[SOURCE TEXT]
Having worked in palliative care for 20 years, when Nigel Dodds was diagnosed with cancer he expected the worst
I’m used to being around people with terminal illness. Death is a normal part of my job and although I think I’m compassionate and caring, the people I see are my patients and I look after them as any nursing professional would. But that professional exterior is difficult to maintain when it comes to your own health.
Six years ago I was on holiday in Lisbon with my partner David celebrating my 40th birthday. I spent the day on the beach and then went for a shower back at the hotel. That’s when I found a hard lump in my testicle.
Although I hadn’t noticed anything before then, I knew immediately that this was cancer and began to think my number was up, that I was going to die from this.
I work in palliative care and so when I see patients with cancer it’s because they’re dying.
Despite my discovery, I managed to push it to the back of my mind for the last two days of the holiday and when I got back home I tried to get an appointment with my GP. None were available so I found myself in the local GUM clinic at King’s College Hospital. I waited just two minutes to be seen by a doctor who told me that he was pretty sure it was cancer, which was later confirmed by a scan the next day.
”At this point I was convinced I was going to die”
I actually felt quite ashamed and embarrassed. They told me it was quite advanced and I wondered how I had missed it for so long. I’m a nurse so how did I not pick up on it?
At this point I was convinced I was going to die and even if I wasn’t going to die I needed to know immediately if I was going to live or die. I just wanted to know which, one way or another and for it to happen quickly.
Things moved quickly from here.
Within a couple of days I had an operation to remove my rotten testicle and went back to work at the hospice soon afterwards while I waited to start my intensive chemotherapy a few months later.

[WORK INSTRUCTIONS]
1) In the account of Nigel Dodds's cancer diagnosis, which city was the holiday on which the lump was found?
2) From the account of Nigel Dodds's cancer diagnosis, copy the passage that begins at the words "Despite my discovery, I" and stops after "to happen quickly.".

[SOURCE MATERIAL]
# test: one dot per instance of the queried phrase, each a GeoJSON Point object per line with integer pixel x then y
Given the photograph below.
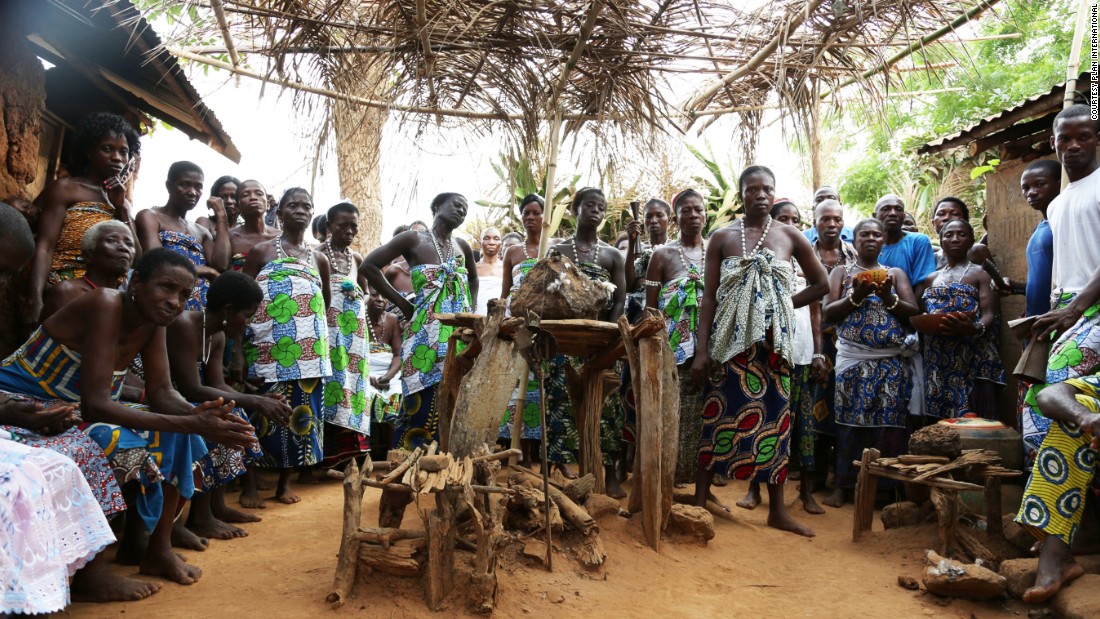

[ANSWERS TO THIS EXERCISE]
1) Lisbon

2)
Despite my discovery, I managed to push it to the back of my mind for the last two days of the holiday and when I got back home I tried to get an appointment with my GP. None were available so I found myself in the local GUM clinic at King’s College Hospital. I waited just two minutes to be seen by a doctor who told me that he was pretty sure it was cancer, which was later confirmed by a scan the next day.
”At this point I was convinced I was going to die”
I actually felt quite ashamed and embarrassed. They told me it was quite advanced and I wondered how I had missed it for so long. I’m a nurse so how did I not pick up on it?
At this point I was convinced I was going to die and even if I wasn’t going to die I needed to know immediately if I was going to live or die. I just wanted to know which, one way or another and for it to happen quickly.